**Your instructions**
Rewrite the lines below as a numbered list, omitting blank lines and the pictures.

**Dataset**
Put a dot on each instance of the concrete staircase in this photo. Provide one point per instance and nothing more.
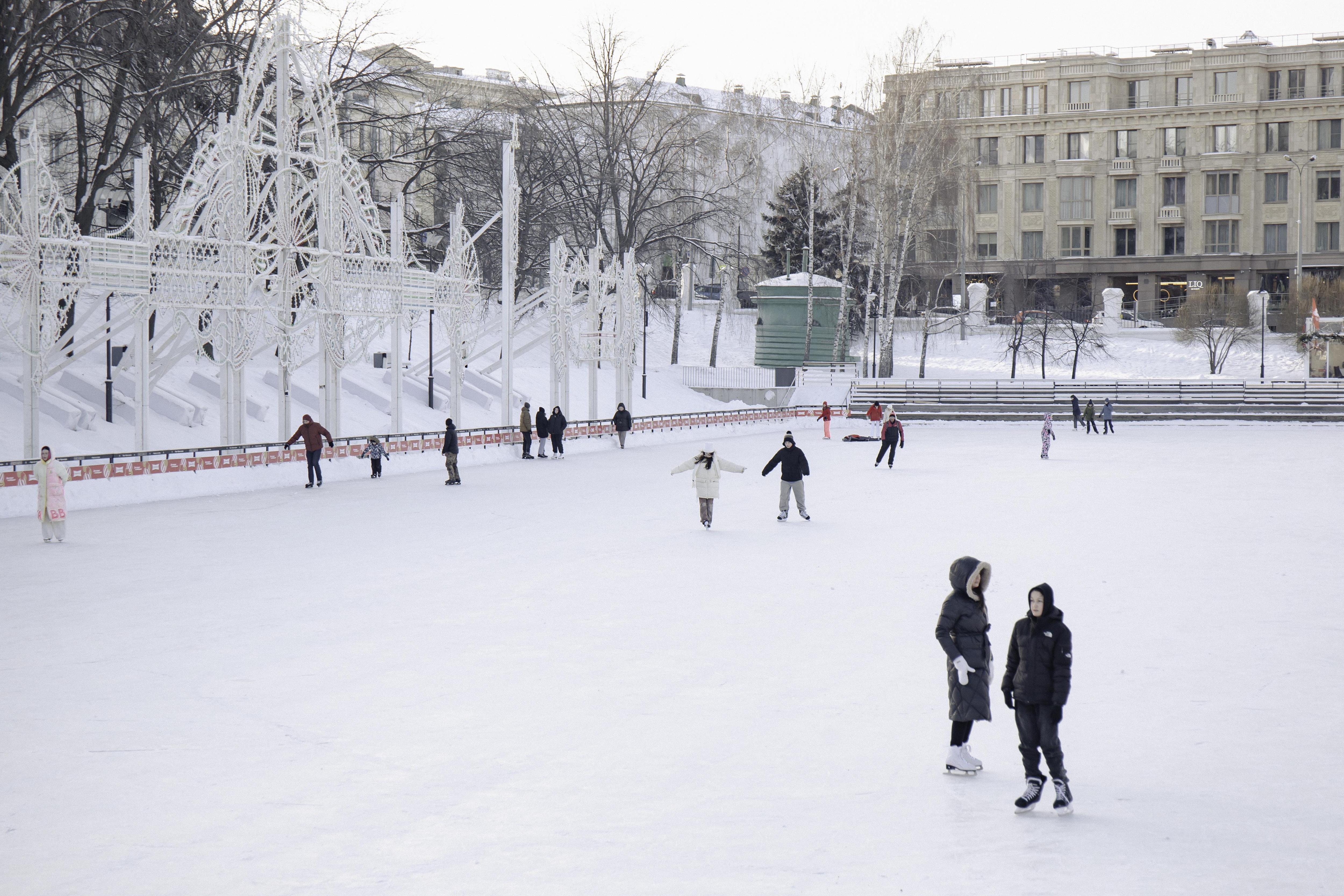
(1261, 401)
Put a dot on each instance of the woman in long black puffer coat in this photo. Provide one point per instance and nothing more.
(964, 636)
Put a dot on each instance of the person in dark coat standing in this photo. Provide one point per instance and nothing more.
(541, 432)
(556, 427)
(451, 453)
(312, 435)
(621, 422)
(1037, 679)
(892, 435)
(793, 467)
(963, 633)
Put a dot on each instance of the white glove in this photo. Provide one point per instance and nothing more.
(963, 669)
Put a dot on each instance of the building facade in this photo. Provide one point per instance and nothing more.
(1164, 175)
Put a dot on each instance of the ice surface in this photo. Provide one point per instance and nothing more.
(550, 680)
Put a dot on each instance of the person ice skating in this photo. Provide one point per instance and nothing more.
(376, 453)
(893, 435)
(963, 632)
(525, 427)
(52, 495)
(541, 432)
(1091, 418)
(621, 422)
(1035, 686)
(875, 418)
(312, 435)
(793, 467)
(705, 477)
(451, 453)
(556, 427)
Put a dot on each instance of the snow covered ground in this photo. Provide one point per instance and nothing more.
(552, 680)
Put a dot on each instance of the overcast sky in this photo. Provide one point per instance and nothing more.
(764, 45)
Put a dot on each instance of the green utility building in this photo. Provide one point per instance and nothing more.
(783, 320)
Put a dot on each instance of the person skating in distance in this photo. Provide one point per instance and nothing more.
(793, 467)
(705, 477)
(963, 632)
(1037, 679)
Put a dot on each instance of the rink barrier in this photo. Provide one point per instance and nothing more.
(116, 465)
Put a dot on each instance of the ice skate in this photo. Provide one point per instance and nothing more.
(959, 762)
(1064, 798)
(1030, 797)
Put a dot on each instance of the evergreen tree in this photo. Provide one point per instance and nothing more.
(787, 229)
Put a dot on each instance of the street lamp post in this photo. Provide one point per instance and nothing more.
(1302, 170)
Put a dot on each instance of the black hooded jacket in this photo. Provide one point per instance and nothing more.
(1041, 656)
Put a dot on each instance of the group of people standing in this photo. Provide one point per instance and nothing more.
(1035, 684)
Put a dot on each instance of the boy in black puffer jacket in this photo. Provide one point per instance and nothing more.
(1035, 686)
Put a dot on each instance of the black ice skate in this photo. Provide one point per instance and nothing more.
(1030, 797)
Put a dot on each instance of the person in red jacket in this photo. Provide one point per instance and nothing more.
(892, 435)
(875, 418)
(312, 435)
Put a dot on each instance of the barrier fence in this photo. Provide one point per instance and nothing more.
(113, 465)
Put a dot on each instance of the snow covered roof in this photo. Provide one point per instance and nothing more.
(800, 280)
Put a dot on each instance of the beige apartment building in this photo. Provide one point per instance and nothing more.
(1160, 173)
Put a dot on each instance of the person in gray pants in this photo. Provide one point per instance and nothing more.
(793, 467)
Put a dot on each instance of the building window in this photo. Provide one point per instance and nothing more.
(1328, 237)
(1034, 197)
(1174, 191)
(1327, 185)
(1276, 136)
(1033, 100)
(1076, 242)
(1138, 95)
(1034, 150)
(1225, 84)
(987, 199)
(1127, 144)
(1185, 92)
(1276, 187)
(1276, 238)
(1127, 193)
(1076, 198)
(1174, 142)
(1221, 193)
(1220, 237)
(1033, 244)
(1297, 84)
(1328, 134)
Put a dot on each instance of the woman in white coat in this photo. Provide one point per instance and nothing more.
(52, 495)
(705, 477)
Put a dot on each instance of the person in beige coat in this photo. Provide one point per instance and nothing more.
(705, 477)
(52, 495)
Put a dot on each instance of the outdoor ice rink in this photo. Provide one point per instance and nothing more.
(552, 680)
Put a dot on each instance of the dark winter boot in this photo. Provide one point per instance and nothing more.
(1030, 797)
(1064, 798)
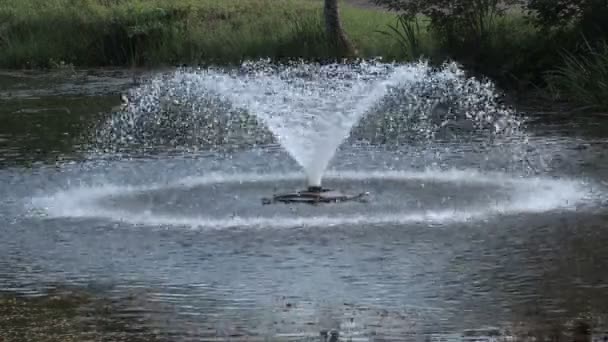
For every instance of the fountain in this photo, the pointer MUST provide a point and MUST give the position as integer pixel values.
(309, 109)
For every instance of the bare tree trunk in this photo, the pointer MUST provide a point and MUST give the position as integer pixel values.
(337, 38)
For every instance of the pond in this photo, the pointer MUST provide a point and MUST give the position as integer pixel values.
(165, 237)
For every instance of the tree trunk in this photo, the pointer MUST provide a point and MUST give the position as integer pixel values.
(337, 38)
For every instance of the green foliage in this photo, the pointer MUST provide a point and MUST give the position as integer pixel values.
(154, 32)
(407, 32)
(583, 78)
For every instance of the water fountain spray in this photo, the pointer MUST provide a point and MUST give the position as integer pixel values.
(309, 109)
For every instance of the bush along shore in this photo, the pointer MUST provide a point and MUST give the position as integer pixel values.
(553, 48)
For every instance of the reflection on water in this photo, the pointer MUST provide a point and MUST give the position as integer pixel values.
(533, 276)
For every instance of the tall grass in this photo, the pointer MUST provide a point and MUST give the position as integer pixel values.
(583, 77)
(151, 32)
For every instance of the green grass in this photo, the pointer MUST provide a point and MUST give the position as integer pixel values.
(583, 78)
(95, 33)
(157, 32)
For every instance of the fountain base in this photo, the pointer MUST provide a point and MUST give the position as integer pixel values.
(315, 195)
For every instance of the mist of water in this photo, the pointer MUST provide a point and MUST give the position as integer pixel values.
(309, 109)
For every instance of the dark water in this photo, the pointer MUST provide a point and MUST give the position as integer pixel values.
(178, 247)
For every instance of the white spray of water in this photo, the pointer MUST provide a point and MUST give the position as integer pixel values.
(310, 108)
(529, 195)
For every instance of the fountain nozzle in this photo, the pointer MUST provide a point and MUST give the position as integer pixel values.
(315, 188)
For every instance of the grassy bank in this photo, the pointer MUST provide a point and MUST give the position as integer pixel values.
(92, 33)
(157, 32)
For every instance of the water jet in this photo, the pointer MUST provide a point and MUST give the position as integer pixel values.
(308, 109)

**Answer for this exercise**
1. Put a dot on each instance of the concrete staircase in this photo. Provide one point per instance and nothing more.
2. (1261, 401)
3. Put a dot on each instance of the woman in long black puffer coat in this photo. Provide one point per instance and nothing more.
4. (964, 636)
5. Put a dot on each instance of the person in dark coat standing in this photo. Provide one point per instance and nothing more.
6. (541, 432)
7. (556, 427)
8. (451, 453)
9. (312, 435)
10. (621, 422)
11. (1037, 679)
12. (892, 435)
13. (793, 467)
14. (963, 633)
15. Put a dot on each instance of the white glove in this photo. Provide one point per instance and nothing more.
16. (963, 669)
17. Put a dot on each instance of the building facade in this photo. Provide one point per instance and nothing more.
18. (1164, 175)
19. Put a dot on each instance of the ice surface in this photo. Provide one point per instance and nothing more.
20. (550, 680)
21. Put a dot on each instance of the person ice skating in this photo. Provide one point per instance and nothing more.
22. (376, 453)
23. (893, 435)
24. (963, 632)
25. (525, 427)
26. (52, 495)
27. (541, 432)
28. (1091, 418)
29. (621, 422)
30. (1035, 686)
31. (875, 418)
32. (312, 435)
33. (793, 467)
34. (705, 477)
35. (451, 453)
36. (556, 427)
37. Put a dot on each instance of the snow covered ground in this photo. Provide one point per instance and nothing more.
38. (552, 680)
39. Put a dot on each instance of the overcast sky in this photo. Provide one point per instance and nothing more.
40. (764, 45)
41. Put a dot on each instance of the green utility building in this photo. Provide one point per instance and nothing more.
42. (783, 320)
43. Put a dot on each instance of the person skating in distance in this photo. Provide one point per instance and nothing more.
44. (793, 467)
45. (705, 477)
46. (963, 632)
47. (1037, 679)
48. Put a dot on each instance of the rink barrier in this photo. Provide one point per instance and nothing more.
49. (116, 465)
50. Put a dot on each instance of the ice skate in this photo. Provide one point per instance and nothing more.
51. (959, 762)
52. (1064, 798)
53. (1030, 797)
54. Put a dot on each instance of the evergreen tree in this photo. Provide one point per instance and nothing more.
55. (787, 229)
56. Put a dot on each instance of the street lamp post in this photo. Provide one point per instance and nothing more.
57. (1302, 170)
58. Put a dot on each instance of the black hooded jacket in this photo. Provide one point per instance and nothing more.
59. (1041, 656)
60. Put a dot on each instance of the group of people standing in this photo. Provide one point per instance and nothing more.
61. (1035, 684)
62. Put a dot on each instance of the boy in black puffer jacket in this photo. Provide one point per instance and nothing more.
63. (1035, 686)
64. Put a dot on each instance of the black ice skate in this photo. Provide one point per instance and nothing more.
65. (1030, 797)
66. Put a dot on each instance of the person in red jacket in this photo. Provide one point per instance and nothing more.
67. (892, 435)
68. (875, 418)
69. (312, 435)
70. Put a dot on each instance of the barrier fence in this photo. Provide one point per instance and nothing more.
71. (113, 465)
72. Put a dot on each instance of the snow covered roof in this photo. Provide one point per instance and nothing more.
73. (800, 280)
74. Put a dot on each instance of the beige apartment building in this photo. Provide one point per instance and nothing more.
75. (1160, 173)
76. Put a dot on each instance of the person in gray pants in this photo. Provide one point per instance and nothing more.
77. (793, 467)
78. Put a dot on each instance of the building window in this photo. Provide one point per instance and nothing more.
79. (1328, 237)
80. (1034, 197)
81. (1174, 191)
82. (1327, 185)
83. (1276, 136)
84. (1033, 100)
85. (1076, 242)
86. (1138, 95)
87. (1034, 150)
88. (1225, 84)
89. (987, 199)
90. (1127, 144)
91. (1185, 92)
92. (1276, 187)
93. (1276, 238)
94. (1127, 193)
95. (1076, 198)
96. (1174, 142)
97. (1221, 193)
98. (1220, 237)
99. (1033, 244)
100. (1297, 84)
101. (1328, 134)
102. Put a dot on each instance of the woman in white coat in this photo. Provide one point per instance and nothing more.
103. (52, 495)
104. (705, 477)
105. Put a dot on each instance of the person in beige coat in this photo. Provide one point per instance and nothing more.
106. (705, 477)
107. (52, 495)
108. Put a dot on each instance of the outdoor ice rink in this photo. Provide one point per instance and nothing more.
109. (552, 680)
110. Put a dot on each instance of the dark winter boot in this photo. Provide one point per instance and nothing more.
111. (1030, 797)
112. (1064, 798)
113. For every instance of the fountain in this photo, the pointer MUST provide a point and MUST give the position as integer pixel values.
114. (309, 109)
115. For every instance of the bare tree trunk in this photo, the pointer MUST provide a point and MUST give the position as integer pixel values.
116. (337, 38)
117. For every instance of the pond in this photo, the pointer MUST provide a point and MUST give the position as integer pixel values.
118. (165, 237)
119. For every instance of the tree trunk in this photo, the pointer MUST provide a point and MUST give the position as integer pixel values.
120. (337, 38)
121. For every instance of the green foliage in this photo, the pointer MUST provide a point and MUST give the position as integer pixel values.
122. (154, 32)
123. (407, 32)
124. (583, 78)
125. For every instance of the water fountain spray in this photo, the pointer MUST provide a point and MUST give the position as integer pixel values.
126. (309, 109)
127. For every instance of the bush along shore in this photo, the pointer MUST provide a point and MUST give the position as integer pixel values.
128. (553, 48)
129. For every instance of the reflection on water in this photo, the pointer MUST provide a point and MUST give the position as integer pixel values.
130. (533, 276)
131. For every instance of the tall grass in this photo, the pointer MUST provide a point and MUST give the position as integer pixel values.
132. (583, 77)
133. (151, 32)
134. For every instance of the green grass in this photo, the pointer MUST provide a point and MUST give the position as integer pixel values.
135. (583, 78)
136. (95, 33)
137. (157, 32)
138. For every instance of the fountain base in this photo, the pointer MUST provide a point and MUST give the position as integer pixel values.
139. (315, 195)
140. For every instance of the mist of water in this photo, the pointer MUST provide a point and MUST give the position as integer pixel values.
141. (309, 109)
142. For every instance of the dark water in this photo, the pointer MUST provide a point and MUST give the position as integer pixel values.
143. (178, 247)
144. For every instance of the white spray of water in this photo, the pointer MUST provide a point and MUST give the position as integer pixel values.
145. (310, 108)
146. (529, 195)
147. For every instance of the fountain nozzle in this photo, the pointer MUST provide a point and MUST give the position as integer pixel values.
148. (315, 188)
149. For every instance of the grassy bank in this photo, the pointer MUST provide a point and MUST give the position as integer pixel values.
150. (92, 33)
151. (157, 32)
152. For every instance of the water jet in this photo, the pointer MUST provide a point and MUST give the position as integer pixel values.
153. (308, 109)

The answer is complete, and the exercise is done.